(Coordinate annotation entries)
* * * *

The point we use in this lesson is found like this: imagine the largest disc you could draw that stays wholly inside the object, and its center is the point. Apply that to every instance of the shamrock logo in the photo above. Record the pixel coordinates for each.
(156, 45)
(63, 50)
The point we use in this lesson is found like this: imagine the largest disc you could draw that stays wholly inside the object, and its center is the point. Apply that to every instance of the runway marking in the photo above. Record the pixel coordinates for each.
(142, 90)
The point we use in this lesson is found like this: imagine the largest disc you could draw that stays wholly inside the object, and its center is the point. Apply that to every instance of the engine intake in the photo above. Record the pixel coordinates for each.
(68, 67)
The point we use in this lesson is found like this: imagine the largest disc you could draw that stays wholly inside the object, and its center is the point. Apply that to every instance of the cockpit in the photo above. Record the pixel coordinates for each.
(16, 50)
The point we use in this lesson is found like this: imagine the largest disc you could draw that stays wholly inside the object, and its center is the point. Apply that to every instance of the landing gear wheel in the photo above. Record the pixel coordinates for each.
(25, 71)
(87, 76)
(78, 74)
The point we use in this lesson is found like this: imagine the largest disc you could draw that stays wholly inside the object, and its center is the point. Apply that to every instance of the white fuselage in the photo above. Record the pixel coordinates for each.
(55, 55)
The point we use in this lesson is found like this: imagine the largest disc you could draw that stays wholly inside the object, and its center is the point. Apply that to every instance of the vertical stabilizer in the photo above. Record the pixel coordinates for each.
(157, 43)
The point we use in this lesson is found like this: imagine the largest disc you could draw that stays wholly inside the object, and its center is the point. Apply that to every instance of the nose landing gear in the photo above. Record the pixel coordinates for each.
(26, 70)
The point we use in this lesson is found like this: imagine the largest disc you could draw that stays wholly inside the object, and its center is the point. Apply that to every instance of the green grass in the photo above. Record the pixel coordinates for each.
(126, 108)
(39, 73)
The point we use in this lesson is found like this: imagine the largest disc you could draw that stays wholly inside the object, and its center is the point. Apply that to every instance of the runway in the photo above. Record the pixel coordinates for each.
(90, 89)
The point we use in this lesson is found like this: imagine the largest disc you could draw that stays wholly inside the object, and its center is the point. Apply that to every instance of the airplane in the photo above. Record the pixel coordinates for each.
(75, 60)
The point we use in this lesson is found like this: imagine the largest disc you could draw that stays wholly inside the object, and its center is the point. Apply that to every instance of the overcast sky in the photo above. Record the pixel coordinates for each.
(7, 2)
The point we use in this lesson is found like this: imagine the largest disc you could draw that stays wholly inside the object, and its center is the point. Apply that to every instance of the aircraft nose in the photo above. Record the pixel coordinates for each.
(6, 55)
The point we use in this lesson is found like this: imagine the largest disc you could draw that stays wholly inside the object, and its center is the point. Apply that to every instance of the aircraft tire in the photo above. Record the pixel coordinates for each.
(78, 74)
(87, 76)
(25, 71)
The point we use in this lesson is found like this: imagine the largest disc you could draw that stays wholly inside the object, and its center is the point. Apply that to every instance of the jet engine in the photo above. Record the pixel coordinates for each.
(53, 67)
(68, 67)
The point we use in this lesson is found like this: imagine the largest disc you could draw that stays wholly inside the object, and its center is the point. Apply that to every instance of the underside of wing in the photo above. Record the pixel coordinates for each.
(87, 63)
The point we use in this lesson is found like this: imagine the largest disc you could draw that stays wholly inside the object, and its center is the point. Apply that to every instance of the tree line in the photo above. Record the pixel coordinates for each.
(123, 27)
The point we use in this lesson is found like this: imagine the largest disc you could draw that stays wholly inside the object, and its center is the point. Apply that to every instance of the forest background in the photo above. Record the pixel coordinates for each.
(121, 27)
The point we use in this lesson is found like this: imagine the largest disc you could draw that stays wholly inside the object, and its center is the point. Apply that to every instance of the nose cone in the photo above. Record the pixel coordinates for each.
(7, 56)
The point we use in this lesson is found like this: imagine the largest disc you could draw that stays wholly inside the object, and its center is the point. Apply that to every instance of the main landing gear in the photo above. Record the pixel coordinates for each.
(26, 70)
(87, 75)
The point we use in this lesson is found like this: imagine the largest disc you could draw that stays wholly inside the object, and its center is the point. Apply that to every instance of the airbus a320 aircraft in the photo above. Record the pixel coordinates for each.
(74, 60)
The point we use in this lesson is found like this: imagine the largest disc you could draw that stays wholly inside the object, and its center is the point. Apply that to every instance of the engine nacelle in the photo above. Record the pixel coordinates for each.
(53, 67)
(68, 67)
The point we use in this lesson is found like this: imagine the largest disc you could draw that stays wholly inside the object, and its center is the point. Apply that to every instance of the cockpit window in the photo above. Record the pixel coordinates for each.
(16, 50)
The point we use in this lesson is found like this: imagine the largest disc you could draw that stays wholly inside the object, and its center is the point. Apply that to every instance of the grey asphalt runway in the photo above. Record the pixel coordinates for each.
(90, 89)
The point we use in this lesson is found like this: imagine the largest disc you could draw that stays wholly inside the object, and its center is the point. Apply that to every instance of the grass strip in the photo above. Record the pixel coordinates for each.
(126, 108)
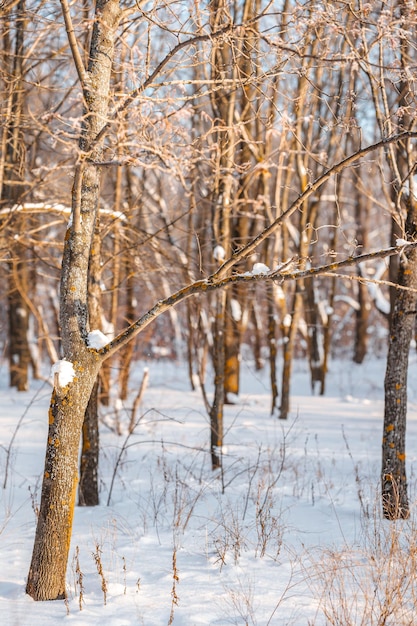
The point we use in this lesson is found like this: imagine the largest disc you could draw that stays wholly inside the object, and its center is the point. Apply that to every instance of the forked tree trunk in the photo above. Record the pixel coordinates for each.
(46, 579)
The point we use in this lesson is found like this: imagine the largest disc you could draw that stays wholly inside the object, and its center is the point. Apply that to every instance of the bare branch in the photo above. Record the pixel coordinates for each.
(217, 282)
(246, 250)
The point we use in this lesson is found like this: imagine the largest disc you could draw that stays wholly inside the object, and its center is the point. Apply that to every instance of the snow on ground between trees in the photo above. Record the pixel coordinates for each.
(253, 544)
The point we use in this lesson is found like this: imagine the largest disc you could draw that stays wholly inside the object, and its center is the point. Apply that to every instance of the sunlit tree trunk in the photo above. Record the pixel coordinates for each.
(394, 482)
(46, 578)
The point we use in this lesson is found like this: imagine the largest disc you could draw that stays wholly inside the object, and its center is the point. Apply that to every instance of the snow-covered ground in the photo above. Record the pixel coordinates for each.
(289, 533)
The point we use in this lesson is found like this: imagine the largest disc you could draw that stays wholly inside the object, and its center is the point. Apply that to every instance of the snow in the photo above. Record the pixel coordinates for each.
(260, 268)
(290, 529)
(65, 371)
(96, 339)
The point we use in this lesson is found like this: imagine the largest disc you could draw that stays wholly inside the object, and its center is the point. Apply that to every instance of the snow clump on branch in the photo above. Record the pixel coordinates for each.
(260, 268)
(219, 253)
(96, 340)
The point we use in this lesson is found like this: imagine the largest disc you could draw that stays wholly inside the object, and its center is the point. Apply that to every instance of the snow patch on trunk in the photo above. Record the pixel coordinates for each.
(65, 371)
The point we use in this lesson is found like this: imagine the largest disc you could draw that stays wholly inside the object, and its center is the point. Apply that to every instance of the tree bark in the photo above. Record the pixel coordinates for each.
(394, 482)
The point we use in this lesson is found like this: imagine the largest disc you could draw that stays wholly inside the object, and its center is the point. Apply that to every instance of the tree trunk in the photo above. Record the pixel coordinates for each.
(394, 481)
(47, 573)
(88, 487)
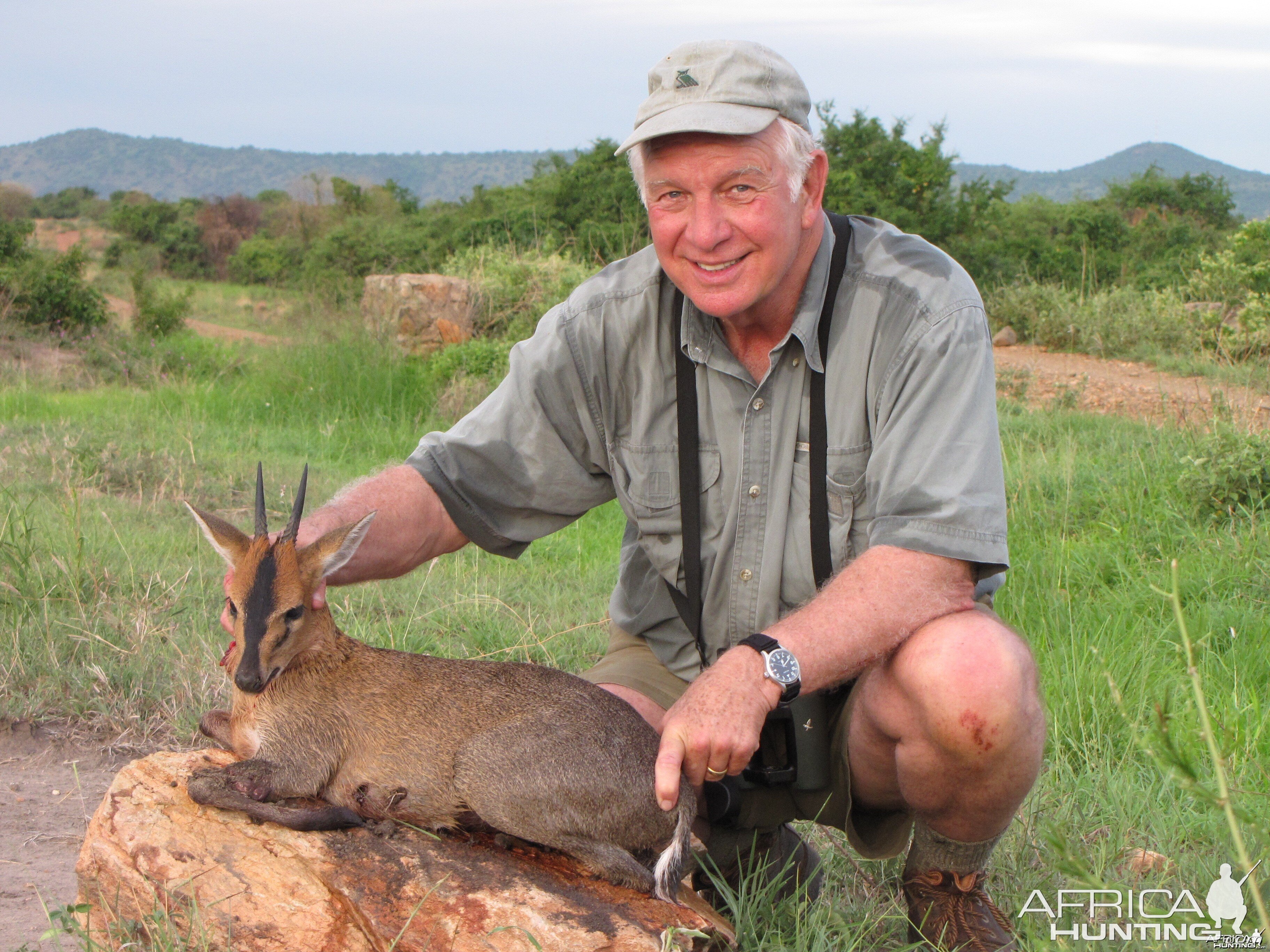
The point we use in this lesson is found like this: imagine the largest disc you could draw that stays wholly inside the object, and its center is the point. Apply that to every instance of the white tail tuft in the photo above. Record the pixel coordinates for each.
(670, 866)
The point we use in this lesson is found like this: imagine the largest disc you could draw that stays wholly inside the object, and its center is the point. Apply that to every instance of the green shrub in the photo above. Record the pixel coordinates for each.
(78, 202)
(113, 357)
(13, 240)
(516, 287)
(1230, 471)
(49, 291)
(1121, 322)
(158, 315)
(265, 261)
(168, 227)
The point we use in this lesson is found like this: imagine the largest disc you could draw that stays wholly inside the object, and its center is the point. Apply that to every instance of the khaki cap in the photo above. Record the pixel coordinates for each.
(735, 88)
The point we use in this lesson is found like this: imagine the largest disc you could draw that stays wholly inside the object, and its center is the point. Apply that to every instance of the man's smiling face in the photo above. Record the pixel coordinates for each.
(726, 228)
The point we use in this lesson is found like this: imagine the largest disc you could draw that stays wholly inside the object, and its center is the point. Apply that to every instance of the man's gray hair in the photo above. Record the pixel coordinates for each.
(794, 148)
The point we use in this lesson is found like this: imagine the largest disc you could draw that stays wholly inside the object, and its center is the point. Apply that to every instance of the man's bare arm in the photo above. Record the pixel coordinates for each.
(411, 527)
(869, 609)
(865, 612)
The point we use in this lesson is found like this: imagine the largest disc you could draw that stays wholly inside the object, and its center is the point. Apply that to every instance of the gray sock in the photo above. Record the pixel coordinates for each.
(934, 851)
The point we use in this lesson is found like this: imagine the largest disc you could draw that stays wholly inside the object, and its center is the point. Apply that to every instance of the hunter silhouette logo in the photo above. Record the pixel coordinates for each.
(1149, 914)
(684, 79)
(1225, 899)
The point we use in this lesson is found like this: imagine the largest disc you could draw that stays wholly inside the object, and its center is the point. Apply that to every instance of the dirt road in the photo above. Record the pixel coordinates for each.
(49, 790)
(1122, 388)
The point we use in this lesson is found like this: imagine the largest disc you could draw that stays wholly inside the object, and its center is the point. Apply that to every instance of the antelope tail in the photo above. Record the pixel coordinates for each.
(670, 866)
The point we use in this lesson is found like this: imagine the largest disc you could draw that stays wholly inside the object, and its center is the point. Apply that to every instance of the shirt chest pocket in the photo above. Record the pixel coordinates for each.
(844, 487)
(647, 480)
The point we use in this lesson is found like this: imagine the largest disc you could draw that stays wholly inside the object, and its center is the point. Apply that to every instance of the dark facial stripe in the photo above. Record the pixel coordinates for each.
(256, 619)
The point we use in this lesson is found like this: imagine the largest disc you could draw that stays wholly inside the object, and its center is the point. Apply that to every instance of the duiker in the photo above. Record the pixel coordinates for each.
(378, 734)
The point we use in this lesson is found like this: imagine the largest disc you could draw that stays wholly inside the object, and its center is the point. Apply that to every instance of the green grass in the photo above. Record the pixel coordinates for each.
(108, 597)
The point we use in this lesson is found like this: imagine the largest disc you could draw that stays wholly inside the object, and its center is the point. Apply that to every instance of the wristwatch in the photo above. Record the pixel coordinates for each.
(779, 666)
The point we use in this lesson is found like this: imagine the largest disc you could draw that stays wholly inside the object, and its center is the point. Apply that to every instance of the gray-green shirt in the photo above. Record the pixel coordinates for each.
(587, 413)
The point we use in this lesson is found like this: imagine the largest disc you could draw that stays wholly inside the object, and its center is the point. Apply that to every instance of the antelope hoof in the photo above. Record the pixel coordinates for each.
(249, 782)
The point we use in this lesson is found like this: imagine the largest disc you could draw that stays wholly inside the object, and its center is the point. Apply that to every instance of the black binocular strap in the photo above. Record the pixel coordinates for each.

* * * *

▶ WHAT THE TASK REQUIRES: Everything from the line containing "of the gray-green" to the end of the records must be written out exactly; include both of those lines and no others.

▶ EXERCISE SOLUTION:
The point we use in this lesson is found like this: imagine the largest disc you could draw that stays wholly inside the object, and its center is the point. Apply that to every instance of the gray-green shirt in the photo above. Record the pixel coordinates for each.
(587, 413)
The point we use in this lesson is found like this: imagine the largest disc you could draw that stays wholly inside the object, and its center is the point. Apply that to every instance of the antelope hoof in the photo above. Record the pixel coordinates for each.
(249, 782)
The point we use in this lesson is found like this: imagine the largest disc you could draw that stays wholly inside the object, and its center is the point. Apply that to every instance of the black binocular strap in the photo above. Record the pixel coordinates for each.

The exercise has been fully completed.